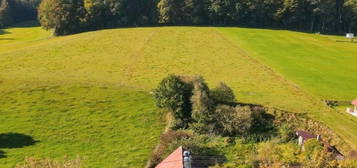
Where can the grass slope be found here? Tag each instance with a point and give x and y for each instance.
(325, 65)
(22, 35)
(106, 127)
(123, 65)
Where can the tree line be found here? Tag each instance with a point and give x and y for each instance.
(72, 16)
(13, 11)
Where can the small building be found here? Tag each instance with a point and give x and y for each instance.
(177, 159)
(304, 136)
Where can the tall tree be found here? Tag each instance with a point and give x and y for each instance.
(64, 16)
(5, 16)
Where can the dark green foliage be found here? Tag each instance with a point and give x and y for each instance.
(202, 104)
(232, 121)
(223, 94)
(13, 11)
(286, 133)
(64, 16)
(173, 94)
(305, 15)
(5, 13)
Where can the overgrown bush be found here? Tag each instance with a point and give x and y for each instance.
(64, 16)
(233, 121)
(173, 94)
(223, 94)
(202, 107)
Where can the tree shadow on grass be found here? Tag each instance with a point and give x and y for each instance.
(15, 140)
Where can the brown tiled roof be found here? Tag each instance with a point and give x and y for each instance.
(174, 160)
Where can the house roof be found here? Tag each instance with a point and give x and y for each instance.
(305, 135)
(174, 160)
(354, 102)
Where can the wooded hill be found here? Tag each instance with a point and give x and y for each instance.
(328, 16)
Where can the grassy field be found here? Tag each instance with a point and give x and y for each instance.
(94, 87)
(324, 65)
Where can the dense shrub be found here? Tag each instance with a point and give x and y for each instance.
(232, 121)
(173, 94)
(202, 104)
(223, 94)
(64, 16)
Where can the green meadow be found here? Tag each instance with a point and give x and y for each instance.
(324, 65)
(88, 95)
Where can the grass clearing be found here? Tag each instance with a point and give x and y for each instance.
(322, 64)
(105, 126)
(101, 81)
(22, 35)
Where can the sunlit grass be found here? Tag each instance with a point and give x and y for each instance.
(325, 65)
(95, 88)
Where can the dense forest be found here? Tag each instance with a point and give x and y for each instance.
(71, 16)
(13, 11)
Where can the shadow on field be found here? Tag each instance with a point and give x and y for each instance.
(15, 140)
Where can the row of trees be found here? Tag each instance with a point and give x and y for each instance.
(305, 15)
(12, 11)
(214, 111)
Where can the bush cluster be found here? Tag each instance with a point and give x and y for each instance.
(206, 111)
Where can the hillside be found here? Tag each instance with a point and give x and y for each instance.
(324, 65)
(90, 91)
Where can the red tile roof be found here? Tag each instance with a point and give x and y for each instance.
(174, 160)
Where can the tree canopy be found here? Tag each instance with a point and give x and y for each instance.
(326, 16)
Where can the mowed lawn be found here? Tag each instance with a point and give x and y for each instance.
(325, 65)
(94, 87)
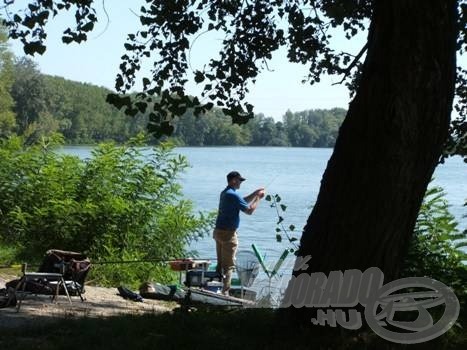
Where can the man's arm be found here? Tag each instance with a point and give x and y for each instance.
(254, 201)
(253, 205)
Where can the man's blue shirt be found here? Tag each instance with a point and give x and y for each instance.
(230, 204)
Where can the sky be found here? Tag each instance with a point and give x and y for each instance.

What is required: Print the material above exactly as it appears, but not its pictures.

Completed task:
Where can the grass slope be found here? Tag each instance with a point and give x and y for each instance.
(325, 65)
(22, 35)
(106, 127)
(123, 65)
Where can the tree line be found here? Tag each instance with a point and give x and y for each instance.
(72, 16)
(13, 11)
Where can the small building be found here? Tag each instance with a point and give x and y for each instance.
(177, 159)
(304, 136)
Where can the tall tree be found here? Tag each instance with a point and give x and y for each instance.
(64, 16)
(5, 16)
Where can the dark green foliage be found here? Tag each instance with a point and give x and y for each instance.
(202, 104)
(232, 121)
(223, 94)
(13, 11)
(286, 133)
(64, 16)
(173, 94)
(305, 15)
(5, 13)
Where can the overgrown bush be found here? Tag each instance with a point and give x and y for each instance.
(64, 16)
(233, 121)
(173, 94)
(223, 94)
(202, 107)
Where can the tree shadow on grass be found here? Tag each instance with a point and give x and y for each instance.
(15, 140)
Where can the brown tiled roof be found here? Tag each instance with a point and give x and y for each instance.
(174, 160)
Where can the house roof be found here? Tag each instance with a point and give x and y for each instance.
(305, 135)
(174, 160)
(354, 102)
Where can the wooded hill be found here? Tag each instance with a point and give x and y for each instance.
(328, 16)
Where can the grassy field be found here? Tag each instance with a point and give x and y for each instance.
(94, 87)
(324, 65)
Where can the dense shrub be found here? Tag each instance with a point and give x and y for each instance.
(232, 121)
(173, 94)
(202, 104)
(223, 94)
(64, 16)
Where can the green meadow be found here? Tag each instance with a point and give x and y for each instance.
(324, 65)
(88, 95)
Where can the grass clearing be found here? Tag each instance with a point and give x and y for each instance.
(322, 64)
(105, 126)
(101, 81)
(22, 35)
Where can the sunlit grass be found here? Tag each instance with a point and give x and y for each instance.
(325, 65)
(95, 88)
Where can the dense forest be found here? Tag each instance with a point and give x and y for each instance.
(71, 16)
(13, 11)
Where can the shadow on field be found here? Tag each instance with a point and give x and y for each instance.
(15, 140)
Where can the row of trees be found here? Tag each instance with a point and give x and y for each instance.
(305, 15)
(12, 11)
(214, 111)
Where can the bush cluster be found here? Tag each instance with a point and give x and y for each instance.
(206, 111)
Where can the hillside be found here? Tag each instance with a point and give x and y for each instance.
(324, 65)
(90, 91)
Where can the red tile roof be found here? Tag each instance with a point and give x and y for each instance.
(174, 160)
Where can the tree canopy be found here? Tag each instance with a point and give x and y for each instance.
(326, 16)
Where can the mowed lawn be found here? Tag each instance with a point and give x and y for each instance.
(325, 65)
(94, 87)
Where can the man's arm be found here? Tag each instance with a point and give x and y for each instance.
(254, 201)
(253, 205)
Where can the man's blue shirt be found here? Tag each instance with a point and give x and y for each instance.
(230, 204)
Where can the sky be found here? Tag each instance with a point and give x and y for each instance.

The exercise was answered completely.